Point labeling records
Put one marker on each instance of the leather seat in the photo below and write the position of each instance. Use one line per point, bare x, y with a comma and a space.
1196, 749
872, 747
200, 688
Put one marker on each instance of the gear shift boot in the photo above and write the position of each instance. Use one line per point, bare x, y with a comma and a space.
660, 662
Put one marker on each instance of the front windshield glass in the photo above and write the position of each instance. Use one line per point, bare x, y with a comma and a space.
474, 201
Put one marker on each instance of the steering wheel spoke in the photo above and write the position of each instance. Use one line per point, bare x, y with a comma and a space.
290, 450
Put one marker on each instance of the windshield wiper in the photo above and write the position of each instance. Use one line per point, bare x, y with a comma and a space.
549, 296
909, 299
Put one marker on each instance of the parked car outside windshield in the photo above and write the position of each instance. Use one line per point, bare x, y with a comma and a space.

*GOAL OF THE EXERCISE*. Reproduce the records above word for word, keeping every line in the same order.

*FINISHED ANSWER*.
Put one marker on each instance of the leather seat in the photo below and write the position of each instance. Use one line per point, bare x, y with a comma and a space.
1196, 749
872, 747
200, 688
Put one marker on each instance of the gear shift boot in the photo above and write the position of each instance. Use one line per point, bare x, y with a comma and a space.
660, 662
Put one marker on each instance of the front windshield glass in the photo above and write the position of each instance. Use one line per point, bare x, y with a comma and a space.
474, 201
Put one marker on each instance of the steering wheel spoke in the photo above and write the position of each instance. Use one line per point, bare x, y with a comma and a space.
290, 450
Put one marker on each instance of the windshield wiper in the photo above and write the position of each instance. Use one line per point, bare x, y with a comma and a space.
549, 296
909, 299
Put one marker on each instance of the parked car outside windshield in the photo above and write the position of each instance. Use one line per point, bare x, y with a comma and a space.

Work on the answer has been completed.